» Texto de referencia:
La Ascensión concluye el período simbólico de cuarenta días durante el cual el Resucitado se manifestó a sus discípulos: “Después de su pasión, se les presentó dándoles muchas pruebas de que estaba vivo, apareciéndoseles durante cuarenta días” (Hechos 1,1-11, primera lectura). Los “cuarenta días” no representan un tiempo cronológico. En efecto, en el evangelio —a diferencia de los Hechos— san Lucas concentra en un solo día, el de Pascua, los relatos de las apariciones del Resucitado, concluyendo con su ascensión, para indicar que la exaltación es inseparable de la resurrección.
La Ascensión:
¡Fiesta de la despedida y del envío!
“Vosotros sois testigos de esto.”
Lucas 24,42-49
Estamos celebrando el “misterio pascual”, que comprende los cinco momentos culminantes de la vida del Señor: Pasión, Muerte, Resurrección, Ascensión y Pentecostés. La Ascensión concluye el período simbólico de cuarenta días durante el cual el Resucitado se manifestó a sus discípulos: “Después de su pasión, se les presentó dándoles muchas pruebas de que estaba vivo, apareciéndoseles durante cuarenta días” (Hechos 1,1-11, primera lectura). Los “cuarenta días” no representan un tiempo cronológico. En efecto, en el evangelio —a diferencia de los Hechos— san Lucas concentra en un solo día, el de Pascua, los relatos de las apariciones del Resucitado, concluyendo con su ascensión, para indicar que la exaltación es inseparable de la resurrección. Los tiempos que él indica —cuarenta días hasta la ascensión y cincuenta hasta Pentecostés— son “tiempos teológicos”, un recurso literario refinado, cargado de simbolismo bíblico.

» Qué hacer:
Resume en dos oraciones el texto sobre la Ascensión. El listado no tiene ningún papel en esta tarea.

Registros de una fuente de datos
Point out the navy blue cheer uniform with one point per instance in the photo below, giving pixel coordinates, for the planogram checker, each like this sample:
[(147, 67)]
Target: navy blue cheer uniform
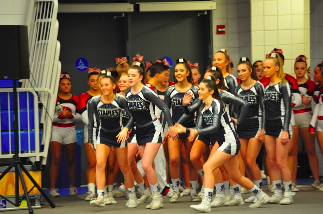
[(142, 107), (174, 101), (251, 125), (277, 109), (105, 120)]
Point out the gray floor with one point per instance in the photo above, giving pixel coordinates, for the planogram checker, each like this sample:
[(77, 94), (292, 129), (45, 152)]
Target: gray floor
[(307, 201)]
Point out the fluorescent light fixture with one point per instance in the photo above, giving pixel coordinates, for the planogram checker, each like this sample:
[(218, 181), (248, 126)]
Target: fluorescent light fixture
[(176, 6), (95, 8)]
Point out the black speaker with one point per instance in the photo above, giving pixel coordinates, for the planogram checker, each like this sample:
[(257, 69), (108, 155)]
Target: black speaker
[(14, 53)]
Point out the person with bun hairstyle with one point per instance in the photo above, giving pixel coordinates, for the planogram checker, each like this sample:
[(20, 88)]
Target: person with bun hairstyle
[(212, 118), (93, 82), (141, 102), (106, 131), (303, 115), (64, 134), (276, 128), (252, 92)]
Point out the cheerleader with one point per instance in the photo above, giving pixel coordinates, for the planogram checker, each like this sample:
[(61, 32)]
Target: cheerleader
[(251, 91), (212, 117), (277, 128), (93, 82), (141, 102), (303, 117), (63, 134), (107, 130), (174, 100)]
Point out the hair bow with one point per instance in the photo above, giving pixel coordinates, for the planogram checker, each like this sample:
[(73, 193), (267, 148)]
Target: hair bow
[(91, 70), (65, 76), (164, 61), (303, 58), (138, 58), (148, 65), (122, 61)]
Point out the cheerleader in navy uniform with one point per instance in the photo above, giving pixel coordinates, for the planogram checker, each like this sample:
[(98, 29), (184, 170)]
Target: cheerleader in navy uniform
[(107, 130), (63, 134), (213, 118), (303, 115), (93, 81), (174, 100), (141, 102), (277, 128), (251, 91)]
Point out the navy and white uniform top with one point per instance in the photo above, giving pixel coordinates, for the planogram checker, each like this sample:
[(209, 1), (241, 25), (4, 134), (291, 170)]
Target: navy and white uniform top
[(174, 101), (253, 96), (142, 107), (105, 119), (277, 104)]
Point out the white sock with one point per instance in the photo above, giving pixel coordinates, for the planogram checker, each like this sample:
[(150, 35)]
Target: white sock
[(175, 183), (91, 187), (193, 187)]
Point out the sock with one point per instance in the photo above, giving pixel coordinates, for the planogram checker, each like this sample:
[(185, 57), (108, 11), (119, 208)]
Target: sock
[(175, 183), (278, 185), (193, 187), (101, 193), (236, 189), (142, 186), (288, 186), (208, 193), (155, 188), (258, 183), (131, 190), (226, 189), (110, 188), (219, 190), (255, 190), (91, 187), (106, 190), (201, 173)]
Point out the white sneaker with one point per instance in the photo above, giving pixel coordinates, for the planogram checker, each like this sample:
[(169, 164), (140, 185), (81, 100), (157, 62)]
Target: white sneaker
[(316, 184), (205, 206), (195, 198), (236, 200), (157, 201), (98, 202), (261, 198), (73, 190), (175, 197), (90, 195), (288, 198), (53, 193), (132, 201), (145, 196), (276, 197), (186, 191), (218, 201)]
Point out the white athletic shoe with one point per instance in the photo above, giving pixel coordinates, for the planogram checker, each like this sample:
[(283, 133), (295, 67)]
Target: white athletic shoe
[(236, 200), (89, 196), (132, 201), (73, 190), (145, 196), (97, 202), (276, 197), (53, 193), (218, 201), (195, 198), (261, 198), (175, 197), (204, 206), (186, 191), (288, 198)]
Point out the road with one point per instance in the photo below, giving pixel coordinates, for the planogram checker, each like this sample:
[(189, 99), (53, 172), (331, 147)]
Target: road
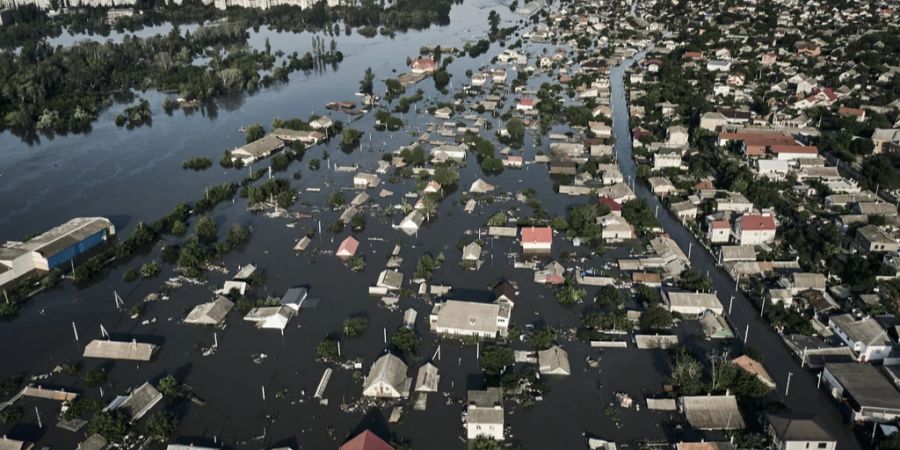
[(804, 396)]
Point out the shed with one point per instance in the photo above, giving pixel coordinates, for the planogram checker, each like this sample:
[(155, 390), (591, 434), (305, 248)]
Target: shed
[(107, 349), (712, 412)]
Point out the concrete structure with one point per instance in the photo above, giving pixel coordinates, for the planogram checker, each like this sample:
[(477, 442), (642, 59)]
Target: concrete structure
[(387, 378), (464, 318), (692, 303), (130, 351), (554, 361), (754, 229), (712, 412), (869, 395), (211, 313), (798, 432), (484, 415), (53, 248), (865, 337), (537, 239)]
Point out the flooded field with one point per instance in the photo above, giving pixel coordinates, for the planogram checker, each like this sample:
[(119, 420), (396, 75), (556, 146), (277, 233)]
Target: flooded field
[(136, 175)]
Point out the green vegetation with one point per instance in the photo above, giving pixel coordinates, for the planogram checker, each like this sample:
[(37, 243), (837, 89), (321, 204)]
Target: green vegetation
[(569, 293), (406, 341), (199, 163), (495, 359), (327, 350), (134, 116), (355, 326), (112, 425)]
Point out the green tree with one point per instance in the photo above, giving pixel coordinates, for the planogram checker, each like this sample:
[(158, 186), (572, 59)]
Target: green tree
[(206, 230), (446, 176), (569, 293), (162, 425), (254, 132), (441, 79), (406, 341), (112, 425), (494, 359), (655, 318), (366, 84), (355, 326)]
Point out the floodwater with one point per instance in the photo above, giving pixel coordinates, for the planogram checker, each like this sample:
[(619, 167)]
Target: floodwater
[(135, 175)]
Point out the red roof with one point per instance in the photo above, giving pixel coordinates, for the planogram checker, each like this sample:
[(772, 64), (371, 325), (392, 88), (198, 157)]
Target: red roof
[(608, 201), (348, 246), (366, 440), (537, 235), (755, 222), (424, 63), (804, 149)]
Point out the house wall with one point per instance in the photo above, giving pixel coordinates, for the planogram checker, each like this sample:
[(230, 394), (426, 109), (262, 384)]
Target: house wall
[(493, 431)]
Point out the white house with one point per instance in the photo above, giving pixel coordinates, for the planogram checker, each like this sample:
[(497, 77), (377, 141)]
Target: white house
[(719, 232), (387, 378), (537, 239), (465, 318), (692, 303), (868, 340), (754, 229), (484, 414), (798, 432)]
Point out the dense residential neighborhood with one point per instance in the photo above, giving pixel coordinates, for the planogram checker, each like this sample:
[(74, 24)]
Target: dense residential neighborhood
[(548, 224)]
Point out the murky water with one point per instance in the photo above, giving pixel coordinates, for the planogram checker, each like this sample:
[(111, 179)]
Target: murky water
[(135, 175)]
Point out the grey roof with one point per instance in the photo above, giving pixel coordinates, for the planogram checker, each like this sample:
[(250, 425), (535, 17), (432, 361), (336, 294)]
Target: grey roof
[(135, 351), (391, 370), (554, 361), (708, 412), (487, 398), (797, 427), (94, 442), (474, 316), (427, 378), (140, 401), (868, 387), (692, 300), (738, 253), (262, 147), (294, 296), (866, 330), (66, 235), (211, 313), (875, 235)]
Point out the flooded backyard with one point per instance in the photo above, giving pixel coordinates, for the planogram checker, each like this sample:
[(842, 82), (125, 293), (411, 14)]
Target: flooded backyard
[(258, 385)]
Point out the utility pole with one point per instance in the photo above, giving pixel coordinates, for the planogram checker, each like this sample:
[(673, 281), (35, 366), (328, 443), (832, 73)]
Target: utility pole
[(787, 388)]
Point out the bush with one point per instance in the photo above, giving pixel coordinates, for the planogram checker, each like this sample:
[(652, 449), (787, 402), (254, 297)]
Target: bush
[(355, 326), (406, 341), (201, 163)]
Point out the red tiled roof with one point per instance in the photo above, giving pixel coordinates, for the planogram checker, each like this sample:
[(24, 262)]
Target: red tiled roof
[(348, 246), (804, 149), (756, 222), (537, 235), (366, 440), (612, 204)]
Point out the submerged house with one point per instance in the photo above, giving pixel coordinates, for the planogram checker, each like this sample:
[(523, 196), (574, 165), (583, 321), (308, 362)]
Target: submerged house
[(387, 378), (130, 351), (211, 313), (467, 318)]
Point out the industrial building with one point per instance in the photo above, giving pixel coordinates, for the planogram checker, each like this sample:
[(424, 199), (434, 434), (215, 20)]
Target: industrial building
[(54, 248)]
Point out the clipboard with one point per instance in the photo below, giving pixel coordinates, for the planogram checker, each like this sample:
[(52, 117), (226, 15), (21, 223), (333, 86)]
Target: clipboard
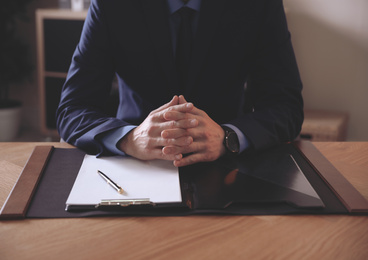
[(336, 193)]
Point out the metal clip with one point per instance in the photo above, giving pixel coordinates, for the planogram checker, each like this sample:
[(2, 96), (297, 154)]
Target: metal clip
[(125, 203)]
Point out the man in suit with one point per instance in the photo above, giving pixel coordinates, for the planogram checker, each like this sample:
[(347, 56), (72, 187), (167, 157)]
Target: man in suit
[(242, 80)]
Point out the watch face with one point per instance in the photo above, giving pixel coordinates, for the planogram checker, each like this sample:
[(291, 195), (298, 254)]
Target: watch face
[(232, 142)]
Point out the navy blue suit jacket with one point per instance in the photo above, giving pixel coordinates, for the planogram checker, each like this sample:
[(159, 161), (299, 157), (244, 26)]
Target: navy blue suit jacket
[(237, 42)]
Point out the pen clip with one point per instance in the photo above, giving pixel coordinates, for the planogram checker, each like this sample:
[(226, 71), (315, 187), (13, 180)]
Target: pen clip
[(125, 202)]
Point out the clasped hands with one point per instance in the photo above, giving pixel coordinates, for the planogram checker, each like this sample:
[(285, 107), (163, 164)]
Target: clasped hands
[(176, 131)]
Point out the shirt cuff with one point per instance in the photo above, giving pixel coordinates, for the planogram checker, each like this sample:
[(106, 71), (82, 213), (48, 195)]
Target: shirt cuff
[(110, 139), (243, 140)]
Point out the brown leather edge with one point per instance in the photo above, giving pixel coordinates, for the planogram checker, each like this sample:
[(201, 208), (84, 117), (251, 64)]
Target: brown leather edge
[(342, 188), (16, 205)]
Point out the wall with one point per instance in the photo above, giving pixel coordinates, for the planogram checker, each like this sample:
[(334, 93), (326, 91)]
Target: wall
[(27, 92), (330, 39)]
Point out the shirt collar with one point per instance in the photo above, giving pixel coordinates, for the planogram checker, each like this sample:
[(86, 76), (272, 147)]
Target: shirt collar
[(175, 5)]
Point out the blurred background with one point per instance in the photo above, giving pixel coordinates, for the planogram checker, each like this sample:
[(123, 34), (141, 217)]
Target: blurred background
[(330, 39)]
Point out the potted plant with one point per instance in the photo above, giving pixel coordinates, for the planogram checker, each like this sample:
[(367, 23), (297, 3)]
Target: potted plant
[(14, 65)]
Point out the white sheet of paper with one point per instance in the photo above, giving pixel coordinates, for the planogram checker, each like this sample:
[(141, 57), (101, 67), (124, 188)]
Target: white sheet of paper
[(157, 180)]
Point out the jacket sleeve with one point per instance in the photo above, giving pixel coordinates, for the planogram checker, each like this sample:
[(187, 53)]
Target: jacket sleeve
[(274, 85), (81, 115)]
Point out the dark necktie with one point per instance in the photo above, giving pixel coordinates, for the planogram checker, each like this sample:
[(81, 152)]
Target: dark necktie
[(184, 46)]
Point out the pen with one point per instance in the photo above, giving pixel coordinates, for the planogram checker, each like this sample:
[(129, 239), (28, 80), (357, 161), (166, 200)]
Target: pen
[(111, 182)]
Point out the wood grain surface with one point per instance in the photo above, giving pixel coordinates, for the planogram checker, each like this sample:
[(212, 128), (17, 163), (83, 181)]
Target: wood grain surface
[(192, 237)]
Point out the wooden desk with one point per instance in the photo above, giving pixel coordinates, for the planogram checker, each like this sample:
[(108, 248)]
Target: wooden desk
[(193, 237)]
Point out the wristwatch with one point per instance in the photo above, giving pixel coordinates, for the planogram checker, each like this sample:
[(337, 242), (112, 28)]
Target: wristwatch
[(231, 141)]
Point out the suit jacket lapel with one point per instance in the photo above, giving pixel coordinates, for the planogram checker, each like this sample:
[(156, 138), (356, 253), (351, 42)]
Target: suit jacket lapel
[(158, 26), (210, 15)]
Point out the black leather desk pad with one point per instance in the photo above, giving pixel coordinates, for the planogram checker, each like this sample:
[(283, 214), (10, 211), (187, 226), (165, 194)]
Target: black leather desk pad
[(201, 193)]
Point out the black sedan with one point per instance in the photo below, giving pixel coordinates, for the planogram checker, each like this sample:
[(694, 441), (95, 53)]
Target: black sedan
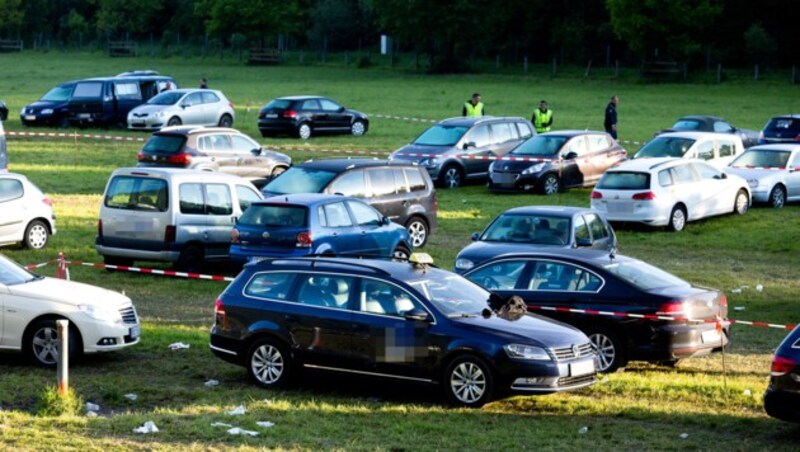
[(598, 282), (304, 116), (534, 228), (703, 123), (782, 399)]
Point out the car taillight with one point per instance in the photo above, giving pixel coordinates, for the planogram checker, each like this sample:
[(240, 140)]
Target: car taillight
[(644, 196), (781, 366), (304, 240), (169, 234)]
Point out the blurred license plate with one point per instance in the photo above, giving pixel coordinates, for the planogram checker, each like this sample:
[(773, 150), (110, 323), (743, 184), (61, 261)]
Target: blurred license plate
[(581, 368)]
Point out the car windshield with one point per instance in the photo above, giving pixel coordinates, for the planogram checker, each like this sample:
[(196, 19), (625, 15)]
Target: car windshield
[(540, 145), (167, 98), (12, 274), (299, 180), (453, 295), (441, 135), (58, 94), (643, 275), (665, 147), (767, 158)]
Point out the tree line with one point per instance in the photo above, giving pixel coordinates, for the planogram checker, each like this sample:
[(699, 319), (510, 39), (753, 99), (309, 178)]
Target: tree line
[(449, 34)]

» Tarea resuelta:
La Ascensión forma parte del misterio pascual junto con la Pasión, la Muerte, la Resurrección y Pentecostés, y cierra el período simbólico de cuarenta días en que el Resucitado se manifestó a sus discípulos. Esos cuarenta días no son un tiempo cronológico sino un tiempo teológico cargado de simbolismo bíblico, pues en su evangelio san Lucas concentra las apariciones y la ascensión en el día de Pascua para indicar que la exaltación es inseparable de la resurrección.